- What the task requires: Copy out every line of all the items below character for character, changing nothing.

## Start Records provided

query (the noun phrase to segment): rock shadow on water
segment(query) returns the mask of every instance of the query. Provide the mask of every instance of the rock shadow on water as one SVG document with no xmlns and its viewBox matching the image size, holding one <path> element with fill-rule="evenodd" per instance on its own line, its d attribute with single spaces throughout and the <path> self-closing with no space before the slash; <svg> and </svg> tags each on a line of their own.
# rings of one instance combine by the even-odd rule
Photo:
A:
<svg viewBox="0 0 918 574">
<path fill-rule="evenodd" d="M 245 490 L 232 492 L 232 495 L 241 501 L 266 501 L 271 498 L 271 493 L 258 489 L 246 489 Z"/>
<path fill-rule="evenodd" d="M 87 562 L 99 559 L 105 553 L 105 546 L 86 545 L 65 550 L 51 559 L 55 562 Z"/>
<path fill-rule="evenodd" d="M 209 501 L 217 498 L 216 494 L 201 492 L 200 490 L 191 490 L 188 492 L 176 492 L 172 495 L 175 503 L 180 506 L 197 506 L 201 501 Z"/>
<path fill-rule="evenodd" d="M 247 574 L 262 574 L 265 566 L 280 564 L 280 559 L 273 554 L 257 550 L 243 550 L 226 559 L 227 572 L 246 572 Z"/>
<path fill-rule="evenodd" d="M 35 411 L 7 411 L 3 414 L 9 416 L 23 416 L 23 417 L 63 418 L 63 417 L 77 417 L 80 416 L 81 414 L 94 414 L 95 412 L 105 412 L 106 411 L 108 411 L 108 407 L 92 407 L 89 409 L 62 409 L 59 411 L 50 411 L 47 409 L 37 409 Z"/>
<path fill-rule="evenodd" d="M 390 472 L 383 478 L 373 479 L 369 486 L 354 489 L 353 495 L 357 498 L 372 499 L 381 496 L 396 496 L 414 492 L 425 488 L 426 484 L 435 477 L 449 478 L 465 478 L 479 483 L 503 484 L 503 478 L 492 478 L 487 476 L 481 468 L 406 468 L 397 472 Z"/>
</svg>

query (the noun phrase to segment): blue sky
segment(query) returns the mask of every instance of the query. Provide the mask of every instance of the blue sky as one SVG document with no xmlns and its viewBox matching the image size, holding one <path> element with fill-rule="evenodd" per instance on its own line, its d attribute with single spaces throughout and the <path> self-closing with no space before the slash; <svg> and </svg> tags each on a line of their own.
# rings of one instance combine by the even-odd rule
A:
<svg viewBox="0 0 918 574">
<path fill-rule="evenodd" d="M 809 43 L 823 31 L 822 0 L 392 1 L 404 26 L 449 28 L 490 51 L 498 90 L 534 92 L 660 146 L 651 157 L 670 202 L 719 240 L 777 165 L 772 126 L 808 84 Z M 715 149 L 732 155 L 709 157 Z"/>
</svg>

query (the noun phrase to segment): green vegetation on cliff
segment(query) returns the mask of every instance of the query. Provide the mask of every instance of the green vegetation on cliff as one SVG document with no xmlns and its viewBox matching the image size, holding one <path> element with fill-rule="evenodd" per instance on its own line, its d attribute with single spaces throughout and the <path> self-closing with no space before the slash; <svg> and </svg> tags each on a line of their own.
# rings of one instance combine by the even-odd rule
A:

## End Records provided

- Completed task:
query (the noun phrase to segment): rock shadow on water
segment(query) returns the mask of every instance of the query. Provide the mask of every instance of the rock shadow on water as one SVG document with no xmlns and its viewBox matching the image size, holding one <path> element with fill-rule="evenodd" per instance on its own line, its d attribute with single spaces throughout and the <path> self-closing with no space before the slash; <svg> and </svg> tags each on a line of their own.
# rings of one instance combine by the even-odd rule
Photo:
A:
<svg viewBox="0 0 918 574">
<path fill-rule="evenodd" d="M 245 490 L 232 492 L 232 495 L 241 501 L 266 501 L 271 498 L 271 493 L 258 489 L 246 489 Z"/>
<path fill-rule="evenodd" d="M 87 562 L 99 559 L 105 553 L 105 546 L 86 545 L 65 550 L 51 559 L 55 562 Z"/>
<path fill-rule="evenodd" d="M 209 501 L 217 498 L 216 494 L 201 492 L 200 490 L 191 490 L 188 492 L 176 492 L 172 495 L 175 503 L 180 506 L 197 506 L 201 501 Z"/>
<path fill-rule="evenodd" d="M 247 574 L 262 574 L 265 566 L 280 564 L 280 559 L 273 554 L 257 550 L 243 550 L 226 559 L 227 572 L 246 572 Z"/>
<path fill-rule="evenodd" d="M 35 411 L 7 411 L 3 414 L 9 416 L 23 416 L 23 417 L 63 418 L 63 417 L 77 417 L 80 416 L 81 414 L 94 414 L 95 412 L 105 412 L 106 411 L 108 411 L 108 407 L 92 407 L 89 409 L 62 409 L 59 411 L 50 411 L 47 409 L 37 409 Z"/>
<path fill-rule="evenodd" d="M 390 472 L 383 478 L 373 479 L 369 486 L 354 489 L 353 495 L 357 498 L 372 499 L 381 496 L 396 496 L 414 492 L 425 488 L 426 484 L 435 477 L 449 478 L 465 478 L 479 483 L 503 484 L 503 478 L 492 478 L 487 476 L 481 468 L 406 468 L 397 472 Z"/>
</svg>

query (the noun phrase to segment): blue sky
segment(query) returns the mask of every instance of the query. Provide the mask of every instance of the blue sky as one SVG document with no xmlns and its viewBox matching the image size, holding one <path> element with fill-rule="evenodd" per instance on its own line, its d attribute with single spaces throughout and the <path> self-closing with no space before the slash; <svg> and </svg> tags each on a line of their own.
# rings of one instance combine by the even-odd rule
A:
<svg viewBox="0 0 918 574">
<path fill-rule="evenodd" d="M 809 43 L 823 31 L 822 0 L 392 1 L 404 26 L 449 28 L 490 51 L 498 90 L 534 92 L 660 146 L 651 157 L 670 202 L 719 240 L 777 165 L 772 126 L 808 84 Z M 715 149 L 732 155 L 709 157 Z"/>
</svg>

query (the noun phrase to segment): green vegetation on cliff
segment(query) returns the mask of every instance of the query. Provide the mask of every instance of the green vegetation on cliff as one SVG document with no xmlns and its viewBox matching the image size, holding one <path> element with fill-rule="evenodd" per instance on its own line, its d attribute with single spaces throughout and the <path> self-closing with no space before the slash; <svg> and </svg> tags each on a line of their own.
# rings of one instance combine by the even-odd rule
A:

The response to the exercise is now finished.